Als een goed voorbeeld van samenwerken noemt De Wit in het interview de academische praktijken in Leidsche Rijn die hij in 2009 samen met collega Jan Oomes opzette vanuit het UMC Utrecht. Ze waren ambitieus vanaf de start. Multidisciplinaire, innovatieve eerstelijnszorg vlak bij de burgers.
Evidence based werken
In het artikel is ook te lezen dat de huisartsengeneeskunde de afgelopen twintig jaar veel beter is onderbouwd. Waar vroeger de huisarts een beetje een wonderdokter was, is de moderne huisarts een goed opgeleide eerstelijns clinicus die patiënten ‘evidence based’ beter maakt. Op een wetenschappelijk verantwoorde wijze.
De Wit zegt daarover in het interview: “Goede huisartsgeneeskunde betekent goed luisteren en communiceren, maar vooral ook weten wat goed medisch handelen is. Dat ‘evidence based’ denken heeft zich enorm positief ontwikkeld, met meer dan 100 professionele NHG-richtlijnen, die ook in de opleiding huisartsgeneeskunde worden gebruikt. De gerichte beroepsopleiding bestaat inmiddels uit twee jaar in een huisartsenpraktijk en één jaar externe stages. Dit heeft geleid tot een enorme kwaliteitsverbetering, waardoor de nieuwe generatie huisartsen veel beter weet wat ze doet.”
Huis van de Huisarts
Volgens De Wit kan alleen met een ‘great team’ de huisarts de spilfunctie binnen het Nederlandse zorgstelsel blijven houden. Hierbij staat in de toekomst het ‘Huis van de Huisarts’ centraal, waarbij de focus ligt op een wijkgerichte aanpak en samenwerkende professionals binnen het huisartsenteam. Daarin doen als het aan De Wit ligt de verpleegkundig specialisten en physician assistants de eerste opvang, praktijkondersteuners de chronische zorg, en de huisarts de coördinatie en de meer complexe patiënten.

# [Opdracht]
Neem de tekst over de moderne huisartsgeneeskunde volledig en woordelijk over.

(Aanwijsgegevens voor verwijzende uitdrukkingen)
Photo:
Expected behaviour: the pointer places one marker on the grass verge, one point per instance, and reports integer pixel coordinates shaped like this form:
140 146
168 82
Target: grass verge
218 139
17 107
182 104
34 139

# [Antwoord]
Als een goed voorbeeld van samenwerken noemt De Wit in het interview de academische praktijken in Leidsche Rijn die hij in 2009 samen met collega Jan Oomes opzette vanuit het UMC Utrecht. Ze waren ambitieus vanaf de start. Multidisciplinaire, innovatieve eerstelijnszorg vlak bij de burgers.
Evidence based werken
In het artikel is ook te lezen dat de huisartsengeneeskunde de afgelopen twintig jaar veel beter is onderbouwd. Waar vroeger de huisarts een beetje een wonderdokter was, is de moderne huisarts een goed opgeleide eerstelijns clinicus die patiënten ‘evidence based’ beter maakt. Op een wetenschappelijk verantwoorde wijze.
De Wit zegt daarover in het interview: “Goede huisartsgeneeskunde betekent goed luisteren en communiceren, maar vooral ook weten wat goed medisch handelen is. Dat ‘evidence based’ denken heeft zich enorm positief ontwikkeld, met meer dan 100 professionele NHG-richtlijnen, die ook in de opleiding huisartsgeneeskunde worden gebruikt. De gerichte beroepsopleiding bestaat inmiddels uit twee jaar in een huisartsenpraktijk en één jaar externe stages. Dit heeft geleid tot een enorme kwaliteitsverbetering, waardoor de nieuwe generatie huisartsen veel beter weet wat ze doet.”
Huis van de Huisarts
Volgens De Wit kan alleen met een ‘great team’ de huisarts de spilfunctie binnen het Nederlandse zorgstelsel blijven houden. Hierbij staat in de toekomst het ‘Huis van de Huisarts’ centraal, waarbij de focus ligt op een wijkgerichte aanpak en samenwerkende professionals binnen het huisartsenteam. Daarin doen als het aan De Wit ligt de verpleegkundig specialisten en physician assistants de eerste opvang, praktijkondersteuners de chronische zorg, en de huisarts de coördinatie en de meer complexe patiënten.